• **What is asked**:
Quote all entries in full, exactly.

• **Entries supplied**:
## begin

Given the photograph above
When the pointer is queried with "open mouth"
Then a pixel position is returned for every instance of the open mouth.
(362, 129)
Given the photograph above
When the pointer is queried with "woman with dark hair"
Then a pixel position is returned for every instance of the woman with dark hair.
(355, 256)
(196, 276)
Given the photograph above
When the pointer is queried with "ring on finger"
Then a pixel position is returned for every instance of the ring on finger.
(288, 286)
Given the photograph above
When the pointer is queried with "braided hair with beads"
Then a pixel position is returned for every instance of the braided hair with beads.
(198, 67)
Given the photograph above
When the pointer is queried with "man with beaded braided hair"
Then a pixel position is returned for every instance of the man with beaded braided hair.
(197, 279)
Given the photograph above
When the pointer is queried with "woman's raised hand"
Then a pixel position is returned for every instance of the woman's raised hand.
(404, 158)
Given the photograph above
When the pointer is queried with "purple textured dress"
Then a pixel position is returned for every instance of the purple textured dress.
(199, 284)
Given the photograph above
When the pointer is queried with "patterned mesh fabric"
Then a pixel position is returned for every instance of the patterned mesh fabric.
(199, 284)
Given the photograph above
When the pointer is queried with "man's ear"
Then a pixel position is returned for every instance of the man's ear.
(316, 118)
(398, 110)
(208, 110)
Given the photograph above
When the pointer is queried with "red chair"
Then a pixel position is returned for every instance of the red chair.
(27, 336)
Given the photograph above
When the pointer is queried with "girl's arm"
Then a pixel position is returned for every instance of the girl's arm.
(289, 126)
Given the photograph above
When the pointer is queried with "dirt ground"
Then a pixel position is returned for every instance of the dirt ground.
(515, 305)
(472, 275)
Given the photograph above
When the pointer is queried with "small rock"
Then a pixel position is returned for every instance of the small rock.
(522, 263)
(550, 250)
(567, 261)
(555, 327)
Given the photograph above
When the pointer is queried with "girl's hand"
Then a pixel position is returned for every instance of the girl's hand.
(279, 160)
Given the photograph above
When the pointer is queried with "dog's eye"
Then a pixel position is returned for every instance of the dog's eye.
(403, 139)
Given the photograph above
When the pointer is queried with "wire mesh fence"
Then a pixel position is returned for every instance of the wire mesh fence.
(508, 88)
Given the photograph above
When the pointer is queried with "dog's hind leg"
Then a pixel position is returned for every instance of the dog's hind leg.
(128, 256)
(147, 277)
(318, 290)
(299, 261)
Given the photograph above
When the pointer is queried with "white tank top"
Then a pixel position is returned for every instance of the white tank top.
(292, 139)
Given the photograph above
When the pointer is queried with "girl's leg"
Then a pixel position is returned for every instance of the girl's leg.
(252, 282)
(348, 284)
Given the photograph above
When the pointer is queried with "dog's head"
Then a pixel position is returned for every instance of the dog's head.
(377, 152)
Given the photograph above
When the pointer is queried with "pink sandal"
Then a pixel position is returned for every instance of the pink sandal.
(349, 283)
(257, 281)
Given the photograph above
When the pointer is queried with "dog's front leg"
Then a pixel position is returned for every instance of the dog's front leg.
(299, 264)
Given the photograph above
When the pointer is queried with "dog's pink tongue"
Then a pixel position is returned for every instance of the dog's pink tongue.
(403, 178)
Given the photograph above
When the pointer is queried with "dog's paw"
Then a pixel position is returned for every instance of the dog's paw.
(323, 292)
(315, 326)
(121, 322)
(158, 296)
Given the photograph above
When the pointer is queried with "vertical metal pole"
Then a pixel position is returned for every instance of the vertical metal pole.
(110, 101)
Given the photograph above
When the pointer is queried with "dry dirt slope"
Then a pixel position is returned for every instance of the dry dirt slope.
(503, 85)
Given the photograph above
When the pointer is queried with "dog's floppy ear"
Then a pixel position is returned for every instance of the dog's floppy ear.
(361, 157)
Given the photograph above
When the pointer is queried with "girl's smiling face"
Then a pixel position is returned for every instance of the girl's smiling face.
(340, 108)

## end

• **Result of the task**:
Given the photograph above
When the pointer is queried with "open mouth"
Then a pixel position is returned for every instance of the open mouth.
(362, 129)
Given the photograph above
When the pointer is queried with "woman with dark hair"
Then a pixel position is returned for every instance of the woman with dark hair.
(355, 256)
(196, 276)
Given the photograph above
When the pointer is queried with "ring on finger"
Then a pixel position is returned for every instance of the ring on finger.
(288, 286)
Given the photograph above
When the pointer is queried with "braided hair with beads"
Then a pixel position is returned for every instance of the braided hair with beads.
(198, 67)
Given the photograph above
When the pointer is queried with "man with beaded braided hair"
Then a pixel position is returned for every instance of the man with beaded braided hair.
(197, 279)
Given the photograph above
When the pointer is queried with "woman's raised hand"
Then a pixel position is returned for every instance of the woman's raised hand.
(404, 158)
Given the photograph above
When the pointer is queried with "purple textured dress"
Then a pixel position is returned for every instance of the purple textured dress.
(199, 284)
Given the photograph above
When the pointer is queried with "patterned mesh fabric"
Then a pixel position is returned for every instance of the patterned mesh fabric.
(199, 284)
Given the photograph above
When the pointer is queried with "man's ear"
Then a pixel position is returned for every instance of the man's ear.
(316, 118)
(398, 110)
(208, 110)
Given the photograph above
When the pointer is queried with "red chair"
Then a pixel position is returned for every instance of the red chair.
(27, 336)
Given the photograph above
When the pointer is queried with "girl's arm"
Then a pixel position is returned for every instance of the girl's arm.
(289, 126)
Given the photograph above
When the pointer is queried with "dirt ground"
Then a pixel position is returned for every instance of the dirt ground.
(515, 305)
(472, 275)
Given the photograph above
When the pointer is queried with "small rock"
Then a pixel position is returned for every instance of the small rock.
(522, 263)
(550, 250)
(567, 261)
(555, 327)
Given the photograph above
When the pointer is queried with "girl's hand"
Then a pixel position is returned for every instance of the girl's hand.
(279, 160)
Given the photograph above
When the pointer is queried with "dog's eye"
Then a pixel position is returned for every instance of the dog's eye.
(403, 139)
Given the photograph above
When the pointer is queried with "wire mesh fence"
Then a pixel position is returned for every instance of the wire mesh fence.
(508, 88)
Given the photograph above
When the pointer is queried with "dog's hind leg"
Then a pixel position is returned for every instance of the dog's hind leg.
(128, 256)
(147, 277)
(318, 290)
(299, 261)
Given the photograph above
When the pointer is queried with "white tank top"
Then a pixel position is returned for every instance of the white tank top.
(292, 139)
Given the photograph above
When the pointer is queried with "girl's leg"
Then a pixel position is returned for every instance of the girl's leg.
(252, 282)
(348, 284)
Given the photograph above
When the pointer is queried with "dog's head"
Then a pixel position is returned for every instance of the dog's head.
(377, 152)
Given the photograph above
When the pointer is queried with "pink sandal"
Then a pixel position is returned for every instance of the pink sandal.
(349, 283)
(257, 281)
Given the photograph above
When the pointer is queried with "dog's front leg"
Then a pixel position is returned for every instance of the dog's front leg.
(299, 264)
Given the photograph above
When the pointer is queried with "dog's pink tongue"
Then a pixel position is returned for every instance of the dog's pink tongue.
(403, 178)
Given the photograph above
When the pointer is queried with "dog's paw"
Then a pixel position is returned for every instance of the dog's paw.
(323, 292)
(315, 326)
(121, 322)
(158, 296)
Given the photograph above
When the pointer is queried with "vertical metal pole"
Then a pixel position is returned for every instance of the vertical metal pole.
(110, 101)
Given the photograph above
When the pointer is queried with "dry dirt slope"
Then a pixel position is returned for every instance of the dry dirt slope.
(503, 85)
Given the photograph above
When the pointer is queried with "dog's floppy ear"
Then a pixel position is returned for every instance of the dog's floppy ear.
(361, 157)
Given the photograph above
When the pointer is queried with "girl's smiling face"
Then a pixel position is returned for every instance of the girl's smiling face.
(340, 108)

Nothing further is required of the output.